» **Angezeigter Text**:
Montag, 2. September 2024

In Österreich wird bald gewählt: Was die Umwelt-NGOs von der nächsten Regierung wollen

Die Grünen hatten in Österreich durchaus Erfolge zu verzeichnen in den letzten Jahren, aber wie das halt so ist, als kleiner Partner  in einer Koalition - vieles ist auch nicht geglückt.
Ich sehe da große Parallelen zu Deutschland. Es ist sehr schwierig, ein durchgängiges Konzept zu erarbeiten, wenn man sich immer nur mit kleinen Stückwerken zufrieden geben muss und das Ganze in den Hintergrund rückt.
Dennoch: die genannten Vorgaben passen auch für Deutschland

Standard  hier  Benedikt Narodoslawsky, 28. August 2024

Global 2000, Greenpeace und WWF fordern mehr Klimaschutz, eine wirksame Bodenpolitik und die strenge Umsetzung der EU-Umweltvorgaben

Saubere Luft, klares Wasser, idyllische Landschaft: Österreichs Politik bemüht gern das Bild eines Umweltmusterlands. Doch der Schein trügt. Die Alpenrepublik gehört nach wie vor zu den Ländern mit dem höchsten Bodenverbrauch, die Artenvielfalt im Land schwindet, und Österreich emittiert zwar weniger klimaschädliche Gase in die Luft als in den vergangenen Jahren, die Emissionen liegen aber noch immer auf einem hohen Niveau. 

Kurzum:
Im Umwelt- und Klimaschutz bleibt auch für die nächste Regierung viel zu tun.

Was es in Österreich für eine klima- und umweltfreundliche Zukunft braucht, darüber haben sich die Mitarbeiterinnen und Mitarbeiter der drei großen Umweltorganisationen Global 2000, Greenpeace und WWF den Kopf zerbrochen. DER STANDARD hat sich durch ihre Forderungskataloge geblättert und mit den Umweltschützern darüber gesprochen.

Global 2000: Klimaschutzgesetz mit Biss

Im Juli legte Global 2000 den Parteien einen Sieben-Punkte-Plan für das Themenfeld "Energiewende und Klimaschutz" vor. Die Punkte "sollten im Wahlprogramm von allen Parteien stehen, die den Klimaschutz ernst nehmen", sagt Johannes Wahlmüller, politischer Leiter von Global 2000.

Der Plan baut auf den Errungenschaften der schwarz-grünen Koalition auf. So fordert die Umwelt-NGO von der künftigen Regierung, sich weiterhin klar zum Ziel zu bekennen, Österreich bis 2040 klimaneutral zu machen

Sie soll zudem die hohen Förderprogramme für die Energiewende und den Klimaschutz langfristig sichern und ausbauen. Global 2000 mahnt aber auch ein Vorhaben ein, an dem die schwarz-grüne Koalition scheiterte: ein Klimaschutzgesetz mit Biss. Dieses soll verbindlich festschreiben, auf welchem Weg Österreich seine Emissionen drosseln wird. Und es soll regeln, welche politischen Ebenen welchen Beitrag leisten müssen und in welchen Etappen sie das erreichen sollen.

» **Arbeitsanweisungen**:
(A) Bis zu welchem Jahr soll Österreich laut dem Text über die Umwelt-NGOs klimaneutral werden?
(B) Führe den Text über die Umwelt-NGOs bitte nach seinem letzten Satz weiter.

» **Einträge**:
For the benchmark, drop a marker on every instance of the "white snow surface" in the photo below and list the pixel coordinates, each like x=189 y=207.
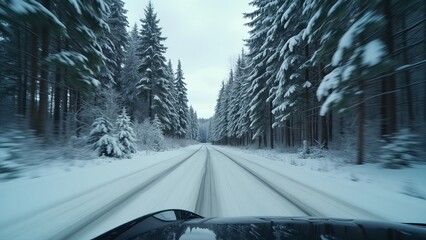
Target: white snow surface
x=348 y=38
x=373 y=52
x=63 y=196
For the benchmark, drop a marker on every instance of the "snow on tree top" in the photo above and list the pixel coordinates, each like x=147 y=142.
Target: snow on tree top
x=373 y=52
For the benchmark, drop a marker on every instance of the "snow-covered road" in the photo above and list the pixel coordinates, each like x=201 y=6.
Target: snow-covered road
x=208 y=180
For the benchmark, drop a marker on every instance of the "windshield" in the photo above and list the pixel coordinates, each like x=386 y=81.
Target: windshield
x=114 y=109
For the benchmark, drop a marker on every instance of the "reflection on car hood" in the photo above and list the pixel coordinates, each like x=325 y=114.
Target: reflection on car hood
x=265 y=228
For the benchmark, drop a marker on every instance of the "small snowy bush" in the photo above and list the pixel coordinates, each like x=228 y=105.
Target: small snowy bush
x=401 y=150
x=150 y=135
x=126 y=136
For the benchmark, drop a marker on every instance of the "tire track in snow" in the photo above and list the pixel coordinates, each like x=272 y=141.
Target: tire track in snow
x=205 y=205
x=331 y=201
x=64 y=222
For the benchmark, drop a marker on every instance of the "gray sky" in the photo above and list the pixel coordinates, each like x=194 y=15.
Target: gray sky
x=206 y=35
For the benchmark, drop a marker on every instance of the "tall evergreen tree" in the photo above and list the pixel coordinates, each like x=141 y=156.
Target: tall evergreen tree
x=126 y=136
x=153 y=68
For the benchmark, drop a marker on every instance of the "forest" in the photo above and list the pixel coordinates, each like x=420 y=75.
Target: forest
x=71 y=72
x=326 y=74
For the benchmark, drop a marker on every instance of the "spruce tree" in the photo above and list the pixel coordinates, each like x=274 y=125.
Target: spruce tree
x=125 y=135
x=182 y=101
x=153 y=69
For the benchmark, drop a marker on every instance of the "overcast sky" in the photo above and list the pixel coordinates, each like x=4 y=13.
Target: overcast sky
x=206 y=35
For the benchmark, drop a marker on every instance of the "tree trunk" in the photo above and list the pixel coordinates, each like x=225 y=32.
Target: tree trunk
x=407 y=76
x=44 y=72
x=271 y=121
x=34 y=73
x=361 y=115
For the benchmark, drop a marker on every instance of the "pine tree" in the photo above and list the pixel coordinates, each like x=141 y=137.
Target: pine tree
x=182 y=101
x=102 y=139
x=260 y=20
x=126 y=136
x=192 y=132
x=401 y=150
x=130 y=75
x=153 y=69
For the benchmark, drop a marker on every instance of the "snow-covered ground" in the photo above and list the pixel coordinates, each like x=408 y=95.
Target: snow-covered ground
x=93 y=197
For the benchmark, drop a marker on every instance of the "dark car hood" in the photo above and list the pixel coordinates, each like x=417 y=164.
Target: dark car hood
x=265 y=228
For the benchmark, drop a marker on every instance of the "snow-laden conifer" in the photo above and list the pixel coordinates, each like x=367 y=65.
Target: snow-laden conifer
x=103 y=140
x=125 y=135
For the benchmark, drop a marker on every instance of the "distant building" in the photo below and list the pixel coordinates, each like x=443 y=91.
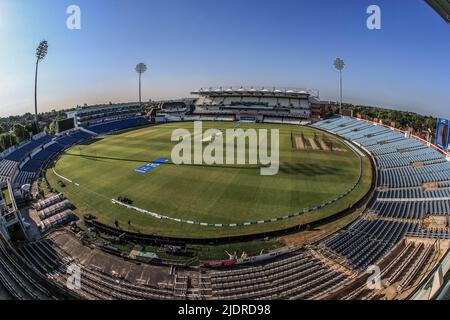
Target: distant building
x=257 y=101
x=92 y=115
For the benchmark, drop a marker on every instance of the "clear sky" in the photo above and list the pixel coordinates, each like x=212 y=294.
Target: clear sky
x=189 y=44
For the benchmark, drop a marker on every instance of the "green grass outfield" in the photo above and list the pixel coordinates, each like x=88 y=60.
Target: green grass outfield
x=103 y=169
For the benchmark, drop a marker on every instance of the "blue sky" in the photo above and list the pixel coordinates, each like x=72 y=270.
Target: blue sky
x=189 y=44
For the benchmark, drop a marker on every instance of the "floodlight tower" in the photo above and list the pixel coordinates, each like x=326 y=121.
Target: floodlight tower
x=339 y=64
x=140 y=69
x=41 y=52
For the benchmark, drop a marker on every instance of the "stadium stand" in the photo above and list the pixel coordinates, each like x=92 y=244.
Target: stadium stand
x=24 y=150
x=119 y=125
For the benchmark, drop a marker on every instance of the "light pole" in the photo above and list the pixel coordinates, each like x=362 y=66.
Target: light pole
x=41 y=52
x=339 y=64
x=140 y=68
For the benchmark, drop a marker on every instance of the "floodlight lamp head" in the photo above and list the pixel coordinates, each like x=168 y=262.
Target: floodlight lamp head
x=339 y=64
x=141 y=68
x=41 y=50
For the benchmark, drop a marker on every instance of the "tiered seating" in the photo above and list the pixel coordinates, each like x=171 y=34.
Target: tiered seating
x=7 y=168
x=27 y=148
x=49 y=260
x=119 y=125
x=365 y=242
x=300 y=276
x=405 y=168
x=410 y=210
x=24 y=177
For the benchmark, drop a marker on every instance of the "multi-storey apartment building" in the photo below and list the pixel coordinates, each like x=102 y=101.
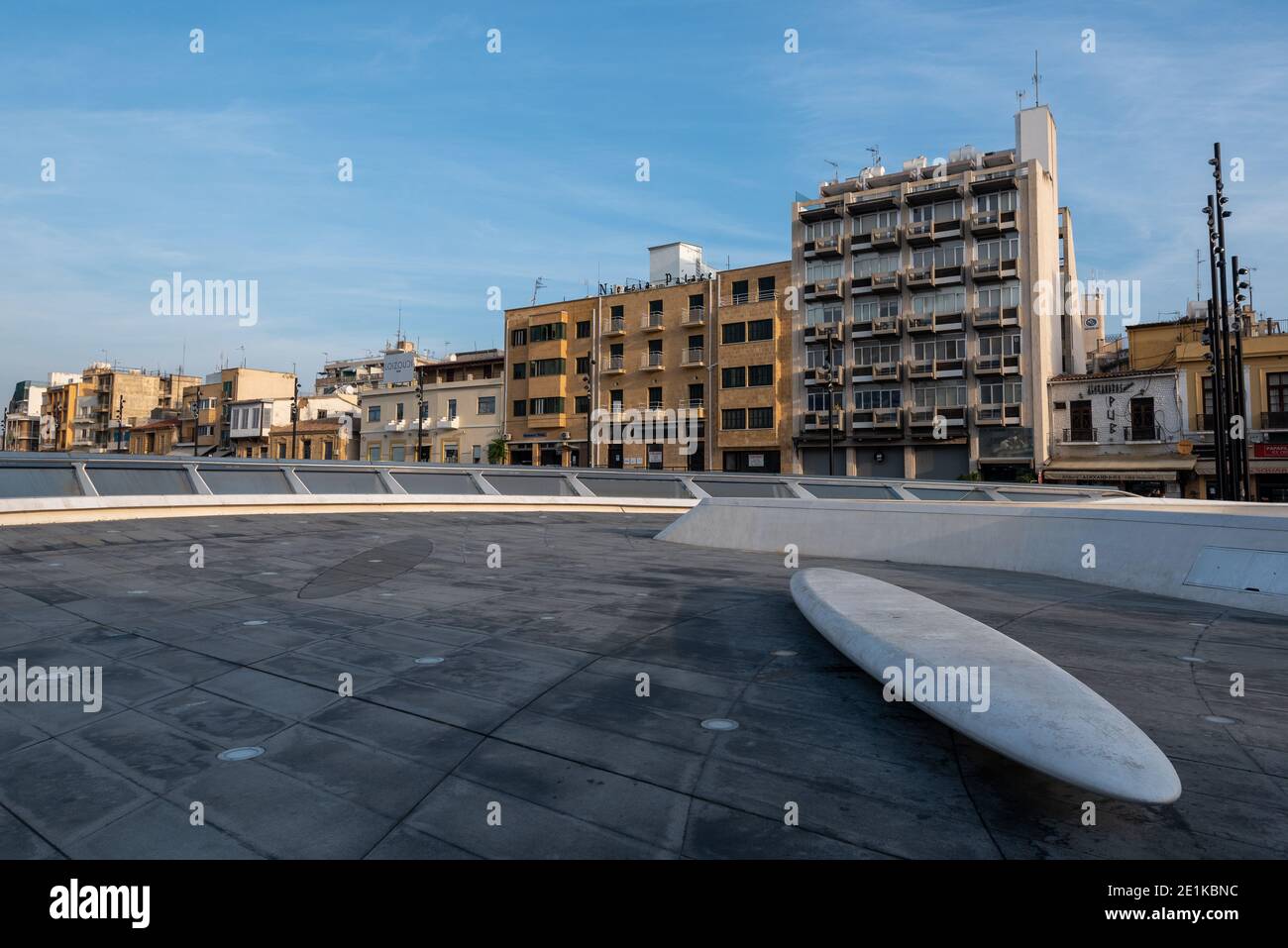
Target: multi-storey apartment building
x=449 y=410
x=1179 y=344
x=58 y=411
x=690 y=350
x=207 y=406
x=22 y=417
x=940 y=295
x=111 y=398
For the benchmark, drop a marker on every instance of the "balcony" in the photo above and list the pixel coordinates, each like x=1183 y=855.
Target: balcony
x=986 y=270
x=995 y=317
x=885 y=326
x=993 y=180
x=997 y=365
x=823 y=288
x=921 y=369
x=928 y=192
x=867 y=201
x=922 y=417
x=992 y=222
x=876 y=420
x=819 y=210
x=999 y=414
x=818 y=420
x=918 y=232
x=876 y=239
x=694 y=359
x=1142 y=433
x=824 y=331
x=876 y=282
x=921 y=275
x=824 y=247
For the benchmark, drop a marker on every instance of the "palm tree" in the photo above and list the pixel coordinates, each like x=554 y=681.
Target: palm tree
x=497 y=449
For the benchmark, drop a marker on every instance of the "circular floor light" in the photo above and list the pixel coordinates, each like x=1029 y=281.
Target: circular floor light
x=720 y=724
x=241 y=753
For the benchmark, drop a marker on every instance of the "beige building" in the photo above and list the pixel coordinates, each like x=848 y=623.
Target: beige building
x=449 y=411
x=210 y=402
x=111 y=399
x=945 y=294
x=687 y=350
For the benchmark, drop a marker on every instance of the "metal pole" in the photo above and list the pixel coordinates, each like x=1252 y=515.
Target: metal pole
x=1239 y=390
x=1237 y=453
x=1219 y=429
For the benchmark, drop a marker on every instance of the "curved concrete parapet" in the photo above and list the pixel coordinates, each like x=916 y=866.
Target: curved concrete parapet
x=1229 y=554
x=1016 y=700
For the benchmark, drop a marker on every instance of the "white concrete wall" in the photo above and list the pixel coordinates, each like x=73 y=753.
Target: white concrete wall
x=1147 y=546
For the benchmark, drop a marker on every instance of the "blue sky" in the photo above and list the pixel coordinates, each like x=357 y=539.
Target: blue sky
x=476 y=170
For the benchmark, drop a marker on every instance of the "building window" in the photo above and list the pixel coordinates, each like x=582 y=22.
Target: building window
x=733 y=377
x=541 y=368
x=548 y=333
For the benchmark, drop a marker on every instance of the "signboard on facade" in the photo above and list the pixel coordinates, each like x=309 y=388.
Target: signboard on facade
x=399 y=368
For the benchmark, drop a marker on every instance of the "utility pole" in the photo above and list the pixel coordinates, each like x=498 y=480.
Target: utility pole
x=295 y=416
x=420 y=417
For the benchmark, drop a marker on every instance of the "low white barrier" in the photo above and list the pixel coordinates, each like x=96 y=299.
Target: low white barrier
x=1229 y=554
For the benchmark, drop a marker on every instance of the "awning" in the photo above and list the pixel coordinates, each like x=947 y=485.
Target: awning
x=1125 y=468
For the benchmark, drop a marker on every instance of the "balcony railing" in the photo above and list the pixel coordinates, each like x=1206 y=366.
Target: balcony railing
x=694 y=357
x=1142 y=433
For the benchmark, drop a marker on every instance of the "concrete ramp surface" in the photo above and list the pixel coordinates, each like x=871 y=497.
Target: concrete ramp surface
x=999 y=693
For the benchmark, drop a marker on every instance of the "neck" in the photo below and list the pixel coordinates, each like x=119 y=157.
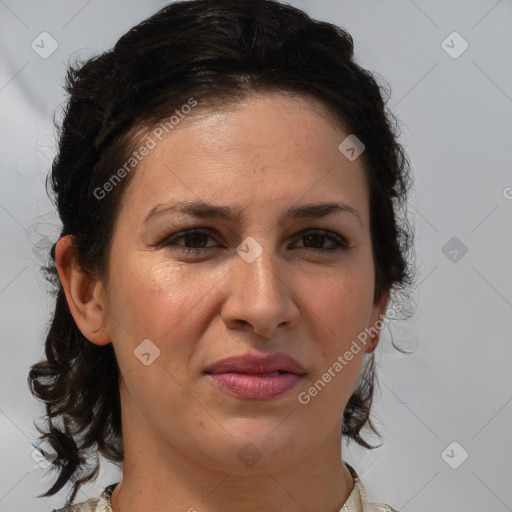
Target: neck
x=159 y=475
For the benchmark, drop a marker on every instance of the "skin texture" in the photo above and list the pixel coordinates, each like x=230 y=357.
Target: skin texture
x=181 y=434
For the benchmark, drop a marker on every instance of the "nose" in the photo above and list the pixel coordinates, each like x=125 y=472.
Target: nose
x=261 y=295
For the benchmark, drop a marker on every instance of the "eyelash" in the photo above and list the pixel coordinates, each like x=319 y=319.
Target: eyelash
x=342 y=246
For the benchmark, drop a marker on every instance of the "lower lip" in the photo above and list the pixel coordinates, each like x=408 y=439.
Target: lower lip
x=253 y=387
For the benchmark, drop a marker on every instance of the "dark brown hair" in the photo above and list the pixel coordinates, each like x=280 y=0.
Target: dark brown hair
x=217 y=52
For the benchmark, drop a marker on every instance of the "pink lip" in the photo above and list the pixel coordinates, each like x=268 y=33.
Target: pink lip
x=256 y=363
x=243 y=376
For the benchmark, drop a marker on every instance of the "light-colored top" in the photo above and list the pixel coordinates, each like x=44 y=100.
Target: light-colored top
x=356 y=502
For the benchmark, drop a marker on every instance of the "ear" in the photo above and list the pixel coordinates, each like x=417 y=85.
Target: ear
x=84 y=293
x=376 y=322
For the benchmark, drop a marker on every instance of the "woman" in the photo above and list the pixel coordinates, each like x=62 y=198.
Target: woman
x=229 y=185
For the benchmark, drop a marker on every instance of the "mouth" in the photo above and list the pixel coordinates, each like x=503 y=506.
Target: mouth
x=256 y=377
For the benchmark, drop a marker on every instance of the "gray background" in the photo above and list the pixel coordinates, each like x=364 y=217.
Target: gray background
x=456 y=116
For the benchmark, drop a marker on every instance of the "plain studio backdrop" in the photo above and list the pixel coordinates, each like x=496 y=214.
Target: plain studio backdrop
x=445 y=411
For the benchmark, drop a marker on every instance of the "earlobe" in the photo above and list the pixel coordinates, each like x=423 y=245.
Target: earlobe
x=377 y=319
x=84 y=293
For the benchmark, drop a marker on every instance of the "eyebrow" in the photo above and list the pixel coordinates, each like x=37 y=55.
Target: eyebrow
x=204 y=210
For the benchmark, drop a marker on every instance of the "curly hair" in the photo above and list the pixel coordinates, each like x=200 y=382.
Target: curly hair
x=218 y=52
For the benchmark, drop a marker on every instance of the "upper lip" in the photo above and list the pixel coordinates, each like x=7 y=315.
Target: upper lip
x=255 y=363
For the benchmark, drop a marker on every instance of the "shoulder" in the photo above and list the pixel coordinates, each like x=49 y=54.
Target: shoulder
x=358 y=500
x=89 y=505
x=381 y=507
x=100 y=503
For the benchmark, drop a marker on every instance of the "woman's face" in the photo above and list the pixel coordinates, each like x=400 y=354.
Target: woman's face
x=256 y=281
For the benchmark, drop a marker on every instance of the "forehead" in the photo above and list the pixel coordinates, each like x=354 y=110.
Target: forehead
x=263 y=150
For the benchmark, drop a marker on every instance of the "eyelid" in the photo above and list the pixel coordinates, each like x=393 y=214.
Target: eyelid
x=341 y=243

» **Antworten in Reihenfolge**:
(A) Bis 2040.

(B)
"Wenn sie ihre Ziele nicht einhalten können, muss es Sanktionen geben", sagt Wahlmüller. Schließlich drohen Österreich ohnehin Strafzahlungen aus Brüssel, sollte das Land bis 2030 sein klimapolitisches EU-Ziel verpassen. Dieses lautet: Im Vergleich zu 2005 muss Österreich die Menge der klimaschädlichen Gase nahezu halbieren (minus 48 Prozent).

Aus für fossile Heizungen
Damit die Republik das schaffen kann, muss die nächste Koalition laut Global 2000 gesetzlich auch beim Ausstieg von Öl- und Gasheizungen nachschärfen. "Das neue Erneuerbare-Wärme-Gesetz ist zu schwach", sagt Wahlmüller. Es bräuchte nicht nur weiterhin hohe Förderungen für Heizkesseltausch und thermische Sanierung, sondern klare Gesetze, damit die Öl- und Gasheizungen in Österreich ersetzt werden.

"Bei der Umsetzung aller klima- und energiepolitischen Maßnahmen ist darauf zu achten, dass diese sozial ausgestaltet werden", heißt es im Sieben-Punkte-Plan von Global 2000. Damit die Energiewende nicht auf Kosten der Natur geht, rät die Umwelt-NGO dazu, vor allem das Potenzial von Sonnen- und Windenergie auszuschöpfen.

Greenpeace: Warnung vor Scheinlösungen

15 Forderungen übermittelte Greenpeace an die Parteien, die Umwelt-NGO will sie im September veröffentlichen. Eine wichtige davon wird sein, die beschlossenen EU-Regelungen mit Leben zu füllen. "Waldschutzgesetz, Renaturierungsgesetz, Lieferkettengesetz – im Bereich Naturschutz ist auf EU-Ebene viel passiert", sagt Adam Pawloff, Programmdirektor von Greenpeace Österreich. "Jetzt geht's um deren konsequente Umsetzung."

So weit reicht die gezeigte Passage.